* Task requirements
Reproduce word for word the stretch of the report on the Kizlyar and Moscow bombings from "The authorities and" through "(Kommersant, March 30).".

* Document extract
____________________
Two days later, on March 31, another twin bomb attack hit the town of Kizlyar, in Dagestan. A car bomb driven by a suicide bomber exploded in the center of Kizlyar. However, most of the casualties occurred, when a suicide bomber disguised as a policeman detonated a device in the midst of a group of officers investigating the site of the car bombing. Among the 12 killed, nine were policemen, including the town’s chief of police and an investigator from the prosecutor’s office. Prime Minister, Vladimir Putin, announced during a cabinet meeting in Moscow, “The attack in Kizlyar may have been organized by the same terrorists that planned the Moscow explosions” (www.newsru.com, March 31).
The authorities and the press were quick to blame North Caucasian Islamist terrorists that are fighting the Russian military and local pro-Moscow forces –in particular the organization known as Imarat Kavkaz, led by a Chechen, Doku Umarov. It was alleged that the metro bombings were a revenge attack for recent killings by the Federal Security Service (FSB) in the North Caucasus of Imarat Kavkaz leading figures: Anzor Astemirov, and Aleksander Tikhomirov, known as Said Buryatsky. Moscow police and the FSB reportedly received information about a possible terrorist attack by female suicide bombers in the metro but, apparently, failed to stop them (Kommersant, March 30).
____________________
[Point annotation data]
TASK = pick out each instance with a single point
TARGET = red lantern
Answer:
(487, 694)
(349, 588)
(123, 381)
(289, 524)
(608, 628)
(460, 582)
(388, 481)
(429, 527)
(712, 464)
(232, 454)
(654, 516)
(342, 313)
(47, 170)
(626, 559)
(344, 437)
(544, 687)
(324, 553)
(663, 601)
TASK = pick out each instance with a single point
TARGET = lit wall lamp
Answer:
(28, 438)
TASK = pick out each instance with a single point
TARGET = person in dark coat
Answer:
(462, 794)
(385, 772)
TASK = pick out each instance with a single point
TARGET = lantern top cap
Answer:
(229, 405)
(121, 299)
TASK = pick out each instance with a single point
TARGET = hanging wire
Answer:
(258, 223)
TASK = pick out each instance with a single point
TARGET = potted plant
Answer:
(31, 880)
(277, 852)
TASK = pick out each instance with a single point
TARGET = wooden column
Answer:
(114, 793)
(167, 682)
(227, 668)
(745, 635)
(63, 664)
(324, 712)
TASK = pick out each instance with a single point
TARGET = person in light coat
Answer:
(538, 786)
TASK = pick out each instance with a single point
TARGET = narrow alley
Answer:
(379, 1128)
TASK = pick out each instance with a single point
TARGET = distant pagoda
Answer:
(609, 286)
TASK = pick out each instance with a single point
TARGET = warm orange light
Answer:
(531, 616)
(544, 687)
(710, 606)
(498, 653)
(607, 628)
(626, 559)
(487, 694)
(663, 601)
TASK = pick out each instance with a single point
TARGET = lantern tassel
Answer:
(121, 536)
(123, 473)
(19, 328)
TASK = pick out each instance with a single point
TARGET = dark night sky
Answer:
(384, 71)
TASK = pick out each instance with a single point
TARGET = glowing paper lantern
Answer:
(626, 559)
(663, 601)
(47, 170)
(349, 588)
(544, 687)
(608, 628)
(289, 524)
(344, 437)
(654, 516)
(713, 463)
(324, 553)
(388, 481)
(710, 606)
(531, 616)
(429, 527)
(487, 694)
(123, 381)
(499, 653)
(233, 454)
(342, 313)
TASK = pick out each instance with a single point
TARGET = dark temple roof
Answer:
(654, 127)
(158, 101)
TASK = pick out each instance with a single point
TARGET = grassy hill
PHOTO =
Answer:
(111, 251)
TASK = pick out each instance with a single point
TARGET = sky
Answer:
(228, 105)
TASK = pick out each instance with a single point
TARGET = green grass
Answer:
____________________
* Task solution
The authorities and the press were quick to blame North Caucasian Islamist terrorists that are fighting the Russian military and local pro-Moscow forces –in particular the organization known as Imarat Kavkaz, led by a Chechen, Doku Umarov. It was alleged that the metro bombings were a revenge attack for recent killings by the Federal Security Service (FSB) in the North Caucasus of Imarat Kavkaz leading figures: Anzor Astemirov, and Aleksander Tikhomirov, known as Said Buryatsky. Moscow police and the FSB reportedly received information about a possible terrorist attack by female suicide bombers in the metro but, apparently, failed to stop them (Kommersant, March 30).